Your assignment: Show every line from the rows below that contains the word "positive".

»»

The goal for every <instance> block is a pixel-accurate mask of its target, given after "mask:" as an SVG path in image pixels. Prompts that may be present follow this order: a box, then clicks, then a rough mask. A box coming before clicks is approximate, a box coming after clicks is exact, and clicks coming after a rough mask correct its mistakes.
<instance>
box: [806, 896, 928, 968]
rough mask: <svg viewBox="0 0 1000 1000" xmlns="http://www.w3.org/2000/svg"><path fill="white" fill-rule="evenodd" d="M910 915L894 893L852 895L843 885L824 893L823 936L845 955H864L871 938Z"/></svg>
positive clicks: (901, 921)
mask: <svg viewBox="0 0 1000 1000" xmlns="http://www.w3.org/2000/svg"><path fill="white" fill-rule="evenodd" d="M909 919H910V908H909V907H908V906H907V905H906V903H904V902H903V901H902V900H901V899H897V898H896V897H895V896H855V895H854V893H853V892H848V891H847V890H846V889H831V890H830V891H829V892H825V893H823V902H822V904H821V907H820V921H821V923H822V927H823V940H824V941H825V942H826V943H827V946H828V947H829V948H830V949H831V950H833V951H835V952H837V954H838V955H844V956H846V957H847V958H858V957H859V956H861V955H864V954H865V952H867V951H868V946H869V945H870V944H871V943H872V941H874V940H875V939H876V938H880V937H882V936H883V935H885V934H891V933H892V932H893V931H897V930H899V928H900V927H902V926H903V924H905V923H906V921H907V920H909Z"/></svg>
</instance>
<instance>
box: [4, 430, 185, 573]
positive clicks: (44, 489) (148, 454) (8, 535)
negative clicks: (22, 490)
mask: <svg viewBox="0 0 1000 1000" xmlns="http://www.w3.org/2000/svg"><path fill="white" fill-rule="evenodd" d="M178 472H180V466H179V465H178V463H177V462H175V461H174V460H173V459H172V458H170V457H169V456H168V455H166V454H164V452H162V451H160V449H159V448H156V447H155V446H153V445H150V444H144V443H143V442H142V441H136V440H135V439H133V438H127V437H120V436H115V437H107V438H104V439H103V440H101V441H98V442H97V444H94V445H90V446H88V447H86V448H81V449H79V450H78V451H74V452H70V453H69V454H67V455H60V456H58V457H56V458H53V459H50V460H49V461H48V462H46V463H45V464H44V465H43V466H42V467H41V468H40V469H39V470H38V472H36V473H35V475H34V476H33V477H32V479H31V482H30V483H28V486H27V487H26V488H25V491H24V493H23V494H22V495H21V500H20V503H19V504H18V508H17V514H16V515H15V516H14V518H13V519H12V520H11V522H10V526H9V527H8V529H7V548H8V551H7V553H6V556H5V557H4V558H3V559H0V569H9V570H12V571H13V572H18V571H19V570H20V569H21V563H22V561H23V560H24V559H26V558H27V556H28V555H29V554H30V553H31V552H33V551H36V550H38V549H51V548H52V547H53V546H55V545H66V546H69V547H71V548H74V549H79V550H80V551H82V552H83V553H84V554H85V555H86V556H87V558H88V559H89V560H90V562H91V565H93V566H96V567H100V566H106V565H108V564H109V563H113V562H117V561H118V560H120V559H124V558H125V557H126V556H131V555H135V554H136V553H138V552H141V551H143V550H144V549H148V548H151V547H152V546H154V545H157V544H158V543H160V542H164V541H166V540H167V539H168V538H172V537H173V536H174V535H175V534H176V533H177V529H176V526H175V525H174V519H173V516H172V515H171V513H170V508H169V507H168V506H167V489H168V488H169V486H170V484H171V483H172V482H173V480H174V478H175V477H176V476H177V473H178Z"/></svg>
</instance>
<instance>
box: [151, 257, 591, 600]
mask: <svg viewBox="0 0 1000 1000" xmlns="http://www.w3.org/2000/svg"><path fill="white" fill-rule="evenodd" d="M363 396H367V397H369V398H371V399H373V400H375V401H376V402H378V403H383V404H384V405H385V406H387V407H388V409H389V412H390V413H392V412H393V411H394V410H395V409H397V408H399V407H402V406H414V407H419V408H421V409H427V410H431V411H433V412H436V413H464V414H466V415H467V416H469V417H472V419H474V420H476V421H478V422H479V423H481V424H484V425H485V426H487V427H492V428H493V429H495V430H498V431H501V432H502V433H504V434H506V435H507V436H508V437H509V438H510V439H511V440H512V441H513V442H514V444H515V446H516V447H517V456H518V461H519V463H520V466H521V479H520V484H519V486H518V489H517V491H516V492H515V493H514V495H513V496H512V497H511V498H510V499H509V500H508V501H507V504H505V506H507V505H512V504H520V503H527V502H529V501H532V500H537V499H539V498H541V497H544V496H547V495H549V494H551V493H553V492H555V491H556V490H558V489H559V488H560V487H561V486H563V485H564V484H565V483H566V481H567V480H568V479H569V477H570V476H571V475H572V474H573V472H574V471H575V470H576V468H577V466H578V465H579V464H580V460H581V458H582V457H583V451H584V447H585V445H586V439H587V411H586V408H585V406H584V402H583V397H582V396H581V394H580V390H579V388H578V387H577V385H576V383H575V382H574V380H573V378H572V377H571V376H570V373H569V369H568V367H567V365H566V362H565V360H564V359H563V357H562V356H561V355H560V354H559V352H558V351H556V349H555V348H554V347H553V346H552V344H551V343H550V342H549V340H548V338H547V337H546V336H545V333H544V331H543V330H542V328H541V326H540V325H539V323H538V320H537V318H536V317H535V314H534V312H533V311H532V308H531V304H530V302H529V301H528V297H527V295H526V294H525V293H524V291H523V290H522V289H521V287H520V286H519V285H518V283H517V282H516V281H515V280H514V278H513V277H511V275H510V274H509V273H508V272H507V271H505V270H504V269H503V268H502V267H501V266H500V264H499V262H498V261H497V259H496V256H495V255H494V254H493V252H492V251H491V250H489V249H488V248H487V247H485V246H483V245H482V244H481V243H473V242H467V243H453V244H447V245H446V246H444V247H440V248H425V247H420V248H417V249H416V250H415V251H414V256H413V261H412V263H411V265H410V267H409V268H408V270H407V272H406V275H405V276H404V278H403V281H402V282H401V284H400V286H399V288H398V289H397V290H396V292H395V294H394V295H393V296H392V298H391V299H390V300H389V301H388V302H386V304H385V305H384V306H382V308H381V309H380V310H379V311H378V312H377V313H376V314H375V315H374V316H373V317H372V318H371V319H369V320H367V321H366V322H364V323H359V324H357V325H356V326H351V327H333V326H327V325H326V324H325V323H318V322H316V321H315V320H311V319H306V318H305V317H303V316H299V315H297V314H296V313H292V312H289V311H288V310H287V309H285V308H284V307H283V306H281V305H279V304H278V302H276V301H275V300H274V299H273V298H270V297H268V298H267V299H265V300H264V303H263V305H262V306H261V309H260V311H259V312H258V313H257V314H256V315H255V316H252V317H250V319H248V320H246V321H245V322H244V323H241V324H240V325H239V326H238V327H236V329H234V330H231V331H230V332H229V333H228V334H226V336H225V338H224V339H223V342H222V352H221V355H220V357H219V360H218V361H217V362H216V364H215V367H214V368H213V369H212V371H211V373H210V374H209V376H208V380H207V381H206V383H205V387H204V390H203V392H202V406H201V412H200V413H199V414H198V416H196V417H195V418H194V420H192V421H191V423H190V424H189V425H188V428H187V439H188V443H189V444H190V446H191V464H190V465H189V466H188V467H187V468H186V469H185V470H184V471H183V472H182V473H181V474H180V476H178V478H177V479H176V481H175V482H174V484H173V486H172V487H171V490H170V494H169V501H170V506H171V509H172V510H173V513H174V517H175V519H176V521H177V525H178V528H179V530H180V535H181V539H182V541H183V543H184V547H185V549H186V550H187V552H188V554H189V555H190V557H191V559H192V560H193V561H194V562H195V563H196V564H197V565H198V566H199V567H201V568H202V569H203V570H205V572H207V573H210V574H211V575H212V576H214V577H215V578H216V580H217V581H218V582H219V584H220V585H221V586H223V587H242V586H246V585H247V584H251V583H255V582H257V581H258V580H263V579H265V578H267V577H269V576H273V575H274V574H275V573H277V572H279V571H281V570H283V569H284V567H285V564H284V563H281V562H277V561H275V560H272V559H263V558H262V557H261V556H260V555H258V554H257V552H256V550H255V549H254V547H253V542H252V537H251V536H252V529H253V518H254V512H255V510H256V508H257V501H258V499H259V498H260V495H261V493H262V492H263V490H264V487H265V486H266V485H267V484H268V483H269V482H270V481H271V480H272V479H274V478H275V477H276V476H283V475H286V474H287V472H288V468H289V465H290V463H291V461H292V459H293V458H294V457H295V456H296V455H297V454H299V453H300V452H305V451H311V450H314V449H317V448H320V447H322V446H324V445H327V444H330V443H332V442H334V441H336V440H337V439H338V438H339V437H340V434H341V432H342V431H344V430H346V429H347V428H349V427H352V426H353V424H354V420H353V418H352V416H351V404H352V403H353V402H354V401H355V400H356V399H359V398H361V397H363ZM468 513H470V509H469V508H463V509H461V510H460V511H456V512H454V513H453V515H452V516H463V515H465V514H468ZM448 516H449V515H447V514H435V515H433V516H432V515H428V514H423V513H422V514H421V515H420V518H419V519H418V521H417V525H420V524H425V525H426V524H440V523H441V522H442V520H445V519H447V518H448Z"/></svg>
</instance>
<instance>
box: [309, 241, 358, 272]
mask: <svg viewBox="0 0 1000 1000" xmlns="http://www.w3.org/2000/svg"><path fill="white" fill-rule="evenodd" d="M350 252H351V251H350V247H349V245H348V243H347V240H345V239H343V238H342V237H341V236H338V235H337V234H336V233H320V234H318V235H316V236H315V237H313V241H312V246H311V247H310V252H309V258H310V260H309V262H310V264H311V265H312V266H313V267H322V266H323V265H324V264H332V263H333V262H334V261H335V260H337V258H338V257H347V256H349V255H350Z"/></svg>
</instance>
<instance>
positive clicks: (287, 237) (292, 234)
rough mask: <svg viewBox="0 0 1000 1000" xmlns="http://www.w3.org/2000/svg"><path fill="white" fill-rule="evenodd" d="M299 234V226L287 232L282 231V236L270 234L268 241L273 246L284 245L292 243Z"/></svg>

««

Result:
positive clicks: (901, 921)
positive clicks: (44, 489) (148, 454) (8, 535)
positive clicks: (287, 237) (292, 234)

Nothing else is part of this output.